■ What you are asked to do: Print every item below word for word, keeping them in the same order.

■ Data entries:
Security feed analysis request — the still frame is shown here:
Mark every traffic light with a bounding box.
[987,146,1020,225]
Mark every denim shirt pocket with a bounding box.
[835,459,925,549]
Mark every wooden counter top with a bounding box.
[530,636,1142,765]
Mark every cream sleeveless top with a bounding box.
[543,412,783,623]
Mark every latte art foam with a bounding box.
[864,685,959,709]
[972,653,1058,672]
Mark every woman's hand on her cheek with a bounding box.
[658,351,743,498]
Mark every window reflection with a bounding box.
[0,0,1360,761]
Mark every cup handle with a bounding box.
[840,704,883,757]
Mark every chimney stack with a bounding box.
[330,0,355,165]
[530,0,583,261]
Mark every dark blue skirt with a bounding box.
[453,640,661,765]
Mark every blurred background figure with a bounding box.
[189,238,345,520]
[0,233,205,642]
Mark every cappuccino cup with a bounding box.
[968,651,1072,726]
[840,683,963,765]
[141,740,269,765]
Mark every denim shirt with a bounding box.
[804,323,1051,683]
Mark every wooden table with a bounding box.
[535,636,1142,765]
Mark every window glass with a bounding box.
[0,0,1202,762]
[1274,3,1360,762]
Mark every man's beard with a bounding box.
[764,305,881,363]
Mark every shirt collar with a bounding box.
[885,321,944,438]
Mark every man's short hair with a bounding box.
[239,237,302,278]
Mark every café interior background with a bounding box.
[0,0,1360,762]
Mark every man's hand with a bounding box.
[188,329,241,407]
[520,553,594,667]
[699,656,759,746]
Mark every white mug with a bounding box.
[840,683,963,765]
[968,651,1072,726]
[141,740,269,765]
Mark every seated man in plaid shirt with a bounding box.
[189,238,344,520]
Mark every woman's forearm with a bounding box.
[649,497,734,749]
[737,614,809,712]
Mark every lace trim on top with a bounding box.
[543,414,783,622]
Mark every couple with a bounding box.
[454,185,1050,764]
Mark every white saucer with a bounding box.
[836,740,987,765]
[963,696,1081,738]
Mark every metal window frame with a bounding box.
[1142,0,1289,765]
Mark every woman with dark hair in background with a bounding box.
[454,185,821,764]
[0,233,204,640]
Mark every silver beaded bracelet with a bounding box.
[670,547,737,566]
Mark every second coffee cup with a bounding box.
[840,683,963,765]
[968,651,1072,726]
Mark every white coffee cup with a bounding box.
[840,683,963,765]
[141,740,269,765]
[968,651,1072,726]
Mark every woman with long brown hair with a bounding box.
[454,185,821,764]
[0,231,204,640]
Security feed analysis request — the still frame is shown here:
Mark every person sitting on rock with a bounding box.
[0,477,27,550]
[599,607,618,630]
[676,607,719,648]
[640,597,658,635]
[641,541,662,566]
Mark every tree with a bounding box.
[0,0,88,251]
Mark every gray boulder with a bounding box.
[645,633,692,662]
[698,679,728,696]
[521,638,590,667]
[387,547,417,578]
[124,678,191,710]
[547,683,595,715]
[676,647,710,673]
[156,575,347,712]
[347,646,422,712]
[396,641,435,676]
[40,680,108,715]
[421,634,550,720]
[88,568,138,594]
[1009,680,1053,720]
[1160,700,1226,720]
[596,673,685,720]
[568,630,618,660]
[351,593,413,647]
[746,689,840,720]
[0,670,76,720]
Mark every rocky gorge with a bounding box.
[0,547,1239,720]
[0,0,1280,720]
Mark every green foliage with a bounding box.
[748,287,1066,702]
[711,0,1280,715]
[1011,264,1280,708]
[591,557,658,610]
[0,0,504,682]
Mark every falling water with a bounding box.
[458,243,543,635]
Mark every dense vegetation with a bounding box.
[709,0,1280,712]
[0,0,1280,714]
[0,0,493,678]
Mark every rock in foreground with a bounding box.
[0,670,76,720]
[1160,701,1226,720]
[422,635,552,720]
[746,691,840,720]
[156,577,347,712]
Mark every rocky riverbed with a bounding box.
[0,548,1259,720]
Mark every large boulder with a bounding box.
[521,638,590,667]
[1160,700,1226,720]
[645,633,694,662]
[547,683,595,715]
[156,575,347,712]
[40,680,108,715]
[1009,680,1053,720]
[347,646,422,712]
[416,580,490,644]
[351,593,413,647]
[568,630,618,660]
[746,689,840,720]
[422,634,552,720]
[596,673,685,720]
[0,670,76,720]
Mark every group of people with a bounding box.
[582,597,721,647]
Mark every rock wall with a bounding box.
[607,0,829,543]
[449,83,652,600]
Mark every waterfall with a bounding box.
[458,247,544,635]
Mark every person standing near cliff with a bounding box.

■ Right answer:
Security feed analysis request — the still frame is shown here:
Mark every traffic light with a bounding box.
[987,146,1020,225]
Mark every denim shirt pocket with a bounding box.
[835,459,925,549]
Mark every wooden counter top with a bounding box.
[530,636,1142,765]
Mark every cream sleeveless top with a bounding box.
[543,412,783,623]
Mark every latte art foam with a bounding box.
[864,685,959,709]
[972,653,1058,672]
Mark every woman's hand on her cheek with a bounding box.
[658,351,743,498]
Mark every window reflection with a bounding box.
[0,0,1360,761]
Mark every cup handle with a bounding box.
[840,704,883,757]
Mark every chimney stack with a bounding box.
[330,0,355,165]
[530,0,583,261]
Mark every dark blue skirt with a bounding box.
[453,640,661,765]
Mark every blurred background figure with a bounding box.
[189,238,345,520]
[0,233,205,642]
Mark every cappuccino cup with a bounding box.
[968,651,1072,726]
[840,683,963,765]
[141,740,269,765]
Mark every denim shirt with a bounding box.
[804,323,1051,683]
Mark every wooden table with a bounding box.
[535,636,1142,765]
Mark every window glass with a bounding box.
[0,0,1202,762]
[1274,3,1360,762]
Mark every man's beard with a bounding box.
[764,305,881,363]
Mark every shirt collar with a bounding box.
[885,321,944,438]
Mark every man's short hair with a bounding box.
[239,237,302,278]
Mark every café interior background with a bounding box.
[0,0,1360,762]
Mark every man's hand with a bounding box.
[188,329,241,407]
[520,553,594,667]
[699,656,759,746]
Mark every white mug with a bounding box.
[840,683,963,765]
[968,651,1072,726]
[141,740,269,765]
Mark every seated man in plaid shirt with a bounding box.
[189,238,344,520]
Mark every woman's forearm with a bounding box.
[649,497,734,749]
[737,614,809,712]
Mark every lace trim on top with a bounding box.
[543,414,783,622]
Mark every couple with a bounding box.
[454,185,1050,764]
Mark every white saucer with a bounding box.
[836,740,987,765]
[963,696,1081,738]
Mark every metal window frame with a bounding box.
[1142,0,1289,765]
Mark every woman with dark hair in background with a bounding box.
[454,185,821,764]
[0,233,204,640]
Mark every silver beaded bracelet with a bounding box.
[670,547,737,566]
Mark every second coffee cup with a bounding box.
[840,683,963,765]
[968,651,1072,726]
Mark every white coffee cup with a bounding box.
[840,683,963,765]
[141,740,269,765]
[968,651,1072,726]
Mark every woman with long brown hair with a bounding box.
[454,185,821,764]
[0,231,204,640]
Security feed analysis request — the still frame is shown here:
Mark every person sitting on rock with a bounding box.
[0,477,27,550]
[599,607,618,630]
[676,607,719,648]
[640,597,658,635]
[641,541,662,566]
Mark every tree with a bounding box.
[0,0,88,251]
Mark every gray boulder with a bounding box.
[645,633,692,662]
[698,679,728,696]
[521,638,590,667]
[387,547,417,578]
[124,678,191,710]
[547,683,595,715]
[676,647,710,673]
[156,575,347,712]
[347,646,422,712]
[396,641,435,676]
[40,680,108,715]
[421,634,550,720]
[88,568,138,594]
[1009,680,1053,720]
[1160,700,1226,720]
[596,673,685,720]
[568,630,618,660]
[351,593,413,647]
[746,689,840,720]
[0,670,76,720]
Mark every rocky gorge with a bounding box.
[0,547,1239,720]
[0,0,1280,720]
Mark every green foliage with a bounding box.
[748,287,1066,702]
[711,0,1280,715]
[1011,264,1280,708]
[591,557,658,610]
[0,0,504,682]
Mark every falling water with a bounding box.
[458,243,543,635]
Mark every dense vegetation with a bounding box.
[709,0,1280,712]
[0,0,1280,714]
[0,0,493,678]
Mark every rock in foreground with a bounding box.
[0,670,76,720]
[1160,701,1226,720]
[422,635,552,720]
[746,691,840,720]
[156,577,347,712]
Mark every rocky riverbed with a bounding box.
[0,548,1259,720]
Mark every large boulder with a bounding box.
[521,638,590,667]
[1160,700,1226,720]
[645,633,694,662]
[547,683,595,715]
[156,575,347,712]
[40,680,108,715]
[1009,680,1053,720]
[347,646,422,712]
[416,580,490,644]
[351,593,413,647]
[568,630,618,660]
[746,689,840,720]
[422,634,552,720]
[596,673,685,720]
[0,670,76,720]
Mark every group of people with a bounding box.
[582,597,721,647]
Mark every rock wall with a bounding box.
[607,0,829,543]
[449,83,652,600]
Mark every waterfall with a bounding box.
[458,247,544,635]
Mark every person standing near cliff with a bounding box.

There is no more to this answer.